### Record set
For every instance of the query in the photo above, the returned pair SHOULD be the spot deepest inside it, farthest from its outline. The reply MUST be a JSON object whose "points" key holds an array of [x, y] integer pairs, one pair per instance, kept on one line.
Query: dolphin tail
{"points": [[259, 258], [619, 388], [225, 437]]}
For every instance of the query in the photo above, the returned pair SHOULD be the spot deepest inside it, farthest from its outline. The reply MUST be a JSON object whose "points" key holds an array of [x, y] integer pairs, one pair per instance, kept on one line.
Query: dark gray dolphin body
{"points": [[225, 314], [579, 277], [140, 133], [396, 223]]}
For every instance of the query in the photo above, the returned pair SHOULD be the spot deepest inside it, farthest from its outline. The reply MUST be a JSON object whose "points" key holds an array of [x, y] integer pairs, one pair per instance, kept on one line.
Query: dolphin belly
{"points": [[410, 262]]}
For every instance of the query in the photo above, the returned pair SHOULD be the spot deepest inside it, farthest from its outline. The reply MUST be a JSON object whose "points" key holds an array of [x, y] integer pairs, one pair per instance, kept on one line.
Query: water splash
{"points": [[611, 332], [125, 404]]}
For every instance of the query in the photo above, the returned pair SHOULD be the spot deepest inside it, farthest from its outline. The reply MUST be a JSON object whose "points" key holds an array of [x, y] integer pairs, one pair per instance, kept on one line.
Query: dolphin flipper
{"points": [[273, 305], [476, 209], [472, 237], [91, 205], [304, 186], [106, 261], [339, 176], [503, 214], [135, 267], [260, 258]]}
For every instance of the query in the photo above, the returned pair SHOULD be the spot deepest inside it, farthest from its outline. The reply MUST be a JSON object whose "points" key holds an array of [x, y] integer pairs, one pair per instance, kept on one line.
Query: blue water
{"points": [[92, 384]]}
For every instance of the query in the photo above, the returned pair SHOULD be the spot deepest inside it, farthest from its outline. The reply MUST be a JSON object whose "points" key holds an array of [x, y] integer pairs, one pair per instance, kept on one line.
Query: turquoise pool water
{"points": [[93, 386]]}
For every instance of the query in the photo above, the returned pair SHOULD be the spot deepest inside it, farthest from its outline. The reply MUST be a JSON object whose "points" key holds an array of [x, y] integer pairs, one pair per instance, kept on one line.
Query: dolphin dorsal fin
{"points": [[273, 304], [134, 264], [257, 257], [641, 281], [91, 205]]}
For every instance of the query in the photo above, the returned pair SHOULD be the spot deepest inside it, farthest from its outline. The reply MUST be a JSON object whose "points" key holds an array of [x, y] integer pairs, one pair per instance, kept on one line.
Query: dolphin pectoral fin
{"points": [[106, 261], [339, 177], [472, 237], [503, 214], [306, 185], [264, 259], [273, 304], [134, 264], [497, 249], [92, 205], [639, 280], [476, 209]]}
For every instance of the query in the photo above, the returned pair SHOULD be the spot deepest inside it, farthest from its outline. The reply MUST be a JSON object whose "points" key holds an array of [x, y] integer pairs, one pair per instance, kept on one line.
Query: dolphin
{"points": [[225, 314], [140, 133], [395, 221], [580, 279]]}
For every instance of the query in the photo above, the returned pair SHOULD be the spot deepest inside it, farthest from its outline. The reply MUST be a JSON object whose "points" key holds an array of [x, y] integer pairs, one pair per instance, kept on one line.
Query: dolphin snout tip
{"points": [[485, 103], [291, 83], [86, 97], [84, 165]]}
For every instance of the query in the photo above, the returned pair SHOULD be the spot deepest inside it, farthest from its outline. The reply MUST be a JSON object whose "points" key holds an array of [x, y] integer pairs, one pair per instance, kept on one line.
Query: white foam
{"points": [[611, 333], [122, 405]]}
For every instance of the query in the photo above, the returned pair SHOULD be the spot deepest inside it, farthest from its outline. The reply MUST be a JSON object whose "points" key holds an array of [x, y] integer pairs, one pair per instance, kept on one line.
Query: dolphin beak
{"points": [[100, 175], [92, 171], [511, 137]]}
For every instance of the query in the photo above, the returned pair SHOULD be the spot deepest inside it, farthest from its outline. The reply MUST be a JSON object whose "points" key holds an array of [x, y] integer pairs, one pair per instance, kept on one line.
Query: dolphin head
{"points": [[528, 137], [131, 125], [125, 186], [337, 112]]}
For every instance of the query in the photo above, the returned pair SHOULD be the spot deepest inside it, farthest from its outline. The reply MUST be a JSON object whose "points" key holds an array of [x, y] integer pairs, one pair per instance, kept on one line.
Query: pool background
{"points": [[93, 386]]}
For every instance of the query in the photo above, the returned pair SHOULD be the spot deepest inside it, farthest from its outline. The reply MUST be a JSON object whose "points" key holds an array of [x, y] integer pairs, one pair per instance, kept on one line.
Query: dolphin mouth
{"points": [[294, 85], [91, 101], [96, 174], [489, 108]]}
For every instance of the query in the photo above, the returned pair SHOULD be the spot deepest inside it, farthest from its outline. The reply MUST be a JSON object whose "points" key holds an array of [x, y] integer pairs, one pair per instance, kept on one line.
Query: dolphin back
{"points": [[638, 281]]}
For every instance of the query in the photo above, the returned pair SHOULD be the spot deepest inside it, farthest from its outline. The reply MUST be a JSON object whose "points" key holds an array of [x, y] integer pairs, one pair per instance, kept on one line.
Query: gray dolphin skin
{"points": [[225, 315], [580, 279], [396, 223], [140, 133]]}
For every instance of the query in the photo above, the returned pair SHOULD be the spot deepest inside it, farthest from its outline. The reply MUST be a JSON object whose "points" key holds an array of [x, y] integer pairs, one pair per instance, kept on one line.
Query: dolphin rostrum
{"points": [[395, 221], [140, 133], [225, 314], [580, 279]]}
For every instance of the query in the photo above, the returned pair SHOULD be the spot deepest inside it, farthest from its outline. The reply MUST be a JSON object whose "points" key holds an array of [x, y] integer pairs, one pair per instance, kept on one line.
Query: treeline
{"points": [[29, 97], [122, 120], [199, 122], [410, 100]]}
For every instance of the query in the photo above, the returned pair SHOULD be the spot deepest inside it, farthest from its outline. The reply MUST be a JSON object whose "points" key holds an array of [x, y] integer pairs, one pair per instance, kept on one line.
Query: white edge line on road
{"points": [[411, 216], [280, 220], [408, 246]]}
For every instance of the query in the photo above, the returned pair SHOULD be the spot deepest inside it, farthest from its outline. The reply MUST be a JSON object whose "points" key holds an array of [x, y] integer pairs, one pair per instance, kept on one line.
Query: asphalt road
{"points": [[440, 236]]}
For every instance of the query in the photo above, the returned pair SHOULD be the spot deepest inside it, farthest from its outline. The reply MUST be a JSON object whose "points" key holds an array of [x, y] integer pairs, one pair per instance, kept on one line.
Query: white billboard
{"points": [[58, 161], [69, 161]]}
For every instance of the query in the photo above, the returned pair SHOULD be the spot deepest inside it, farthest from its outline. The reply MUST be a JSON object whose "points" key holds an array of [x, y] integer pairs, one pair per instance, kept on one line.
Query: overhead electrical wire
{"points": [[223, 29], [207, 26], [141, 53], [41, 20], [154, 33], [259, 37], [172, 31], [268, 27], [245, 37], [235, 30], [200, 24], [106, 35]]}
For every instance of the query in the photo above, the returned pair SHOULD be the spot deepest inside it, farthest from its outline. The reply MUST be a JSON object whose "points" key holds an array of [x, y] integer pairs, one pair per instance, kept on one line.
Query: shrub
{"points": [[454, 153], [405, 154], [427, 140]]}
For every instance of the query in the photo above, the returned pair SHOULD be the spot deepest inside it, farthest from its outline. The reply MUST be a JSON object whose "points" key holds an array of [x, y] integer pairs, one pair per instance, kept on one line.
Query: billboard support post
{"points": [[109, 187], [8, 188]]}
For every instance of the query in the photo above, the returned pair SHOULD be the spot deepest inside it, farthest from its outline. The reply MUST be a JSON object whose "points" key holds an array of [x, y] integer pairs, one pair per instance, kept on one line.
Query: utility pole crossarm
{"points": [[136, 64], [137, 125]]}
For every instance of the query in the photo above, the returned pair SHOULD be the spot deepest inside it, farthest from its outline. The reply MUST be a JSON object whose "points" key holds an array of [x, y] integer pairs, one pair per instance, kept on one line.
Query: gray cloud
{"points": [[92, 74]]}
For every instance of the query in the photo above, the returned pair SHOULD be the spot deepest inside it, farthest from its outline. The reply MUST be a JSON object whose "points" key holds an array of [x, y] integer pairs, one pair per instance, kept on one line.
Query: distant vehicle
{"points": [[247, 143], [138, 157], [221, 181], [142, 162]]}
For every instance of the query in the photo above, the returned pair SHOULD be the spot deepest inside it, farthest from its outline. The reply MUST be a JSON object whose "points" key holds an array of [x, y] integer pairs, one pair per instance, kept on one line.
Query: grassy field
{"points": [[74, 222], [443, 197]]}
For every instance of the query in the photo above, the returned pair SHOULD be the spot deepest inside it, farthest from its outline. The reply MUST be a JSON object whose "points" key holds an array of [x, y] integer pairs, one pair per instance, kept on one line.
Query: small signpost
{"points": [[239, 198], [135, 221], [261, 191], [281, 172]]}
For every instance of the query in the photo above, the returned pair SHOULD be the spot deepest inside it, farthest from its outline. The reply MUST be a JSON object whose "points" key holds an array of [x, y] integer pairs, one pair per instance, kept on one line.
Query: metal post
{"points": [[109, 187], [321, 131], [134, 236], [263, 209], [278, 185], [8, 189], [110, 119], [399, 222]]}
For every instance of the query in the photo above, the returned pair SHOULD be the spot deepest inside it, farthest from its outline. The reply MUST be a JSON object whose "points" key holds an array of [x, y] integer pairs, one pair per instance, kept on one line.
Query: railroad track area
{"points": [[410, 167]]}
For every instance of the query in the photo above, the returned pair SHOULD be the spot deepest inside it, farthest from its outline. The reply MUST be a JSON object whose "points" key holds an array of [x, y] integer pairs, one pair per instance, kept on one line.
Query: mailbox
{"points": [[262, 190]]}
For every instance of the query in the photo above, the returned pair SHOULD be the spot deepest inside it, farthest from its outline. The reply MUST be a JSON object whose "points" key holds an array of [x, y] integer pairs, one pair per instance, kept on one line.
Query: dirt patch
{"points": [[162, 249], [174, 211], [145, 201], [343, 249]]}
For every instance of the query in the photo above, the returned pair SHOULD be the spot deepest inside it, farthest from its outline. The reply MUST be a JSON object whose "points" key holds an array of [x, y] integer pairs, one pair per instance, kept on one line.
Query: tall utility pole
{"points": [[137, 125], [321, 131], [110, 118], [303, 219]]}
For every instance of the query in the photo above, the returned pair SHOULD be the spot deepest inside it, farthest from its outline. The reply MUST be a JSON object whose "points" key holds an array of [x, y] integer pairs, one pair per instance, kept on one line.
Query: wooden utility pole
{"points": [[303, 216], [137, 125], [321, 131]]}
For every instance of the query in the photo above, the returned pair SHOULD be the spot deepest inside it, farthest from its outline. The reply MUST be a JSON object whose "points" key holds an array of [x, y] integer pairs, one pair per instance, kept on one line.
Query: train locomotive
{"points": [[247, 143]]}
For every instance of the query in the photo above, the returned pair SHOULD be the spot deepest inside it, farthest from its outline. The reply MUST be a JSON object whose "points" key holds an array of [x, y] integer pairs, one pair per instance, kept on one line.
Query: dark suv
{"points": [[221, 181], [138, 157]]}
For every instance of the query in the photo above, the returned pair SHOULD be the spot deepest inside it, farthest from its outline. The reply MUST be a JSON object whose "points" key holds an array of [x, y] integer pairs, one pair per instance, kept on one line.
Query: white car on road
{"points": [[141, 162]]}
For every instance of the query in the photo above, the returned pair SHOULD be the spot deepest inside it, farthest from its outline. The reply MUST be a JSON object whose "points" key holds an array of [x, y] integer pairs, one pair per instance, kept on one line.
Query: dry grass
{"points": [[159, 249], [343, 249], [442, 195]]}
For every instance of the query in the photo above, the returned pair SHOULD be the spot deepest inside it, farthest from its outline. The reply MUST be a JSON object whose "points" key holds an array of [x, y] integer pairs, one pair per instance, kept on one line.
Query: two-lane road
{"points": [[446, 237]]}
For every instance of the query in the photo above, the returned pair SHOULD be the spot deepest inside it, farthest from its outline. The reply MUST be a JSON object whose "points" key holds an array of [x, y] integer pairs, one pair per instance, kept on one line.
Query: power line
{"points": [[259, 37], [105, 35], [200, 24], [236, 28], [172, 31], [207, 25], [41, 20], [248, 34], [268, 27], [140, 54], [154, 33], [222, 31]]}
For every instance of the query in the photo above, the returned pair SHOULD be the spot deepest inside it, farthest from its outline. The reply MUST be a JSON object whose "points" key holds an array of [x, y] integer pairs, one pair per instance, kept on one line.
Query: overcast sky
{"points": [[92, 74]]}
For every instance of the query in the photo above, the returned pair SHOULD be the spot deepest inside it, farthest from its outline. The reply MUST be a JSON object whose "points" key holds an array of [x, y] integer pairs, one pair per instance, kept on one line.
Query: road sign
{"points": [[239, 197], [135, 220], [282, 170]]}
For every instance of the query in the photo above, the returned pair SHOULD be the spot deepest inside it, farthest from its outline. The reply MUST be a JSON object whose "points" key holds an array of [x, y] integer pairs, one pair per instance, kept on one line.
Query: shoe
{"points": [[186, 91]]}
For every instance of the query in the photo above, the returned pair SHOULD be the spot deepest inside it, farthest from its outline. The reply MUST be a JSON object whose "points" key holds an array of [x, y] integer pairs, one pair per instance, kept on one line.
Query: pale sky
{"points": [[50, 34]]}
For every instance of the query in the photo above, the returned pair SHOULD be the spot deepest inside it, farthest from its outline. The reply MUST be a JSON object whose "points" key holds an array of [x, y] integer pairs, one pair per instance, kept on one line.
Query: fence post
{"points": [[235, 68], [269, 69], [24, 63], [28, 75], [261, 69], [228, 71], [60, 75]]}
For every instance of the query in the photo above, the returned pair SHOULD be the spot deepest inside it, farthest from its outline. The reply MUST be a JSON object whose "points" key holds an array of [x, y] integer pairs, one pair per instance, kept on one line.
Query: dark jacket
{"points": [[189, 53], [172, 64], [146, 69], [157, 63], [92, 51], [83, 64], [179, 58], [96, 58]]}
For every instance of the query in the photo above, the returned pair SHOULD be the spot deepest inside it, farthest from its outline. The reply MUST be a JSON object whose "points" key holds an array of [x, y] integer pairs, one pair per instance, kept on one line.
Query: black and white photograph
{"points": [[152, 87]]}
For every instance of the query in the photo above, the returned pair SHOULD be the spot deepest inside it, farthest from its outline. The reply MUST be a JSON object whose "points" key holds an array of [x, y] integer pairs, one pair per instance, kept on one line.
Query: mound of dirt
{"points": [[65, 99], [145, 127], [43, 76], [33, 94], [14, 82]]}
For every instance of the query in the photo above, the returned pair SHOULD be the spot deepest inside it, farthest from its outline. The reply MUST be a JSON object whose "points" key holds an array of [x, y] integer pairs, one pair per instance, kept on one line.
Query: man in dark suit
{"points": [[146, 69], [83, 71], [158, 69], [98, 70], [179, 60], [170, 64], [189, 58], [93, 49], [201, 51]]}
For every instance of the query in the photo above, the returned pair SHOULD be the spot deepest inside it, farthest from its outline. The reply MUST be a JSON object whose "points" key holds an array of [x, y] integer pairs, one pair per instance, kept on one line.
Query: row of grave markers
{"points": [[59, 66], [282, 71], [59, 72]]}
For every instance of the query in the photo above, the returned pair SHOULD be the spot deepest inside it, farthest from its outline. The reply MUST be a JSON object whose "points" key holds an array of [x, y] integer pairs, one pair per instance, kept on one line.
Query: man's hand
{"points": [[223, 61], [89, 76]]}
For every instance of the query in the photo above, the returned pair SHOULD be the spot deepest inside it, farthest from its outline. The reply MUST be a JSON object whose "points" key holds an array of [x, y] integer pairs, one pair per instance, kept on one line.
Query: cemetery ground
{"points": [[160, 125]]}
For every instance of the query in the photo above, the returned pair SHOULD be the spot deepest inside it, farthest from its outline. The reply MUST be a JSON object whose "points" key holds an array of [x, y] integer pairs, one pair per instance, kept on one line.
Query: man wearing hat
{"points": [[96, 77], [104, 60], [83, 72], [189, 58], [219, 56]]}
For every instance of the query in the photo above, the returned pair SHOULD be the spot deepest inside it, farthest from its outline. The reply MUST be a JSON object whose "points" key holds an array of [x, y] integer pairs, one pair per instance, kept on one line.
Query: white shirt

### What you are asked to do
Pick out every line in the listing above that contains the string "dirt". Case counts.

### Answer for the task
Query: dirt patch
Query: mound of dirt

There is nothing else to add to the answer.